**Document passage:**
◆ ◆ ◆ ◆

German speakers will recognise the allusion to the Gretchenfrage: one of the characters in Johann Wolfgang Goethe‘s ‘Faust’, an innocent young woman seduced by the chief protagonist secretly in league with the devil asking: Wie hast du’s mit der Religion? – “how do you feel about religion?”. (https://en.wiktionary.org/wiki/Gretchenfrage) When reading a campaign folder of one of the 31 parties vying for votes in the Dutch general elections – uncertain though they may be under COVIT-19 – calling itself Volt.
Its programme in Dutch (https://voltnederland.org/politieke-standpunten-partij#standpunt_6) says many right things. There is a whiff of En Marche – or is it some of the spirit of the Obama campaign? (Obama 2020) Be that as it may, what I am reminded of are students a quarter of a century or so ago when my interest in European spatial planning was budding and I was for integration, full stop. They were in some European youth movement and I arranged for the to join  me at some conference on European spatial planning. Should Volt be my electoral choice?
I am not going to answer. I don’t know it. What I am willing to do is to share my considerations:
(1) Strictly proportional representation means that with 1 in 150 valid votes – 150 being the number of seats in parliament – you have one MP in the Netherlands. So there are many parties, some of them small. Not beyond the imagination that Volt might get in. Based on the one-and-only election they fought, the last one to the European Parliament, they might have three.
(2) Most of the time I vote for one and the same party having the chance to be in – or at least being listened to by – the government. Why change horses?

◆ ◆ ◆ ◆

**Material provided:**
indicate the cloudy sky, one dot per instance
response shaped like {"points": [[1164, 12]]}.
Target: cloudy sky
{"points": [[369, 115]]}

◆ ◆ ◆ ◆

**What you will do:**
1. List every question in the text about Volt and the Dutch elections, including those quoted from Faust, in the order they appear.
2. Return the part of the text about Volt and the Dutch elections between "I am not going" and "Why change horses?", inclusive.
3. Supply the next part of the text about Volt and the Dutch elections, starting after its last sentence.

**Final results:**
1.
1. Wie hast du’s mit der Religion?
2. how do you feel about religion?
3. There is a whiff of En Marche – or is it some of the spirit of the Obama campaign?
4. Should Volt be my electoral choice?
5. Why change horses?

2.
I am not going to answer. I don’t know it. What I am willing to do is to share my considerations:
(1) Strictly proportional representation means that with 1 in 150 valid votes – 150 being the number of seats in parliament – you have one MP in the Netherlands. So there are many parties, some of them small. Not beyond the imagination that Volt might get in. Based on the one-and-only election they fought, the last one to the European Parliament, they might have three.
(2) Most of the time I vote for one and the same party having the chance to be in – or at least being listened to by – the government. Why change horses?

3.
(3) The answer of course depends on whether Volt caters more to my preferences than my habitual choice, in fact so much more that it’s worth the risk of my vote getting lost?
Answering comes down to the Gretchenfrage as above: Volt is ‘federalist’ to the extent of being for a strong Union at the expense of member states. That at least I am willing to buy. However, critical of it as I am, should I endorse what smacks of raising state territorialism – thinking more or less exclusively in terms of inside and outside the area for which the state is responsible respectively the people living in it – to the level of the Union? No if I remain true to my belief that the future will be – should be – a ‘neo-medieval one. Yes if I let the youthful optimism of the, apparently well-informed proponents identifying many a thing that’s wrong at present and nudging us away from state territorialism. Worth the risk of wasting my vote?
Don’t hold your breath. Even if I knew it, I would not be telling my conclusion.

Reference
Obama, B. (2020) A Promised Land, Crown Publishing Group, New York.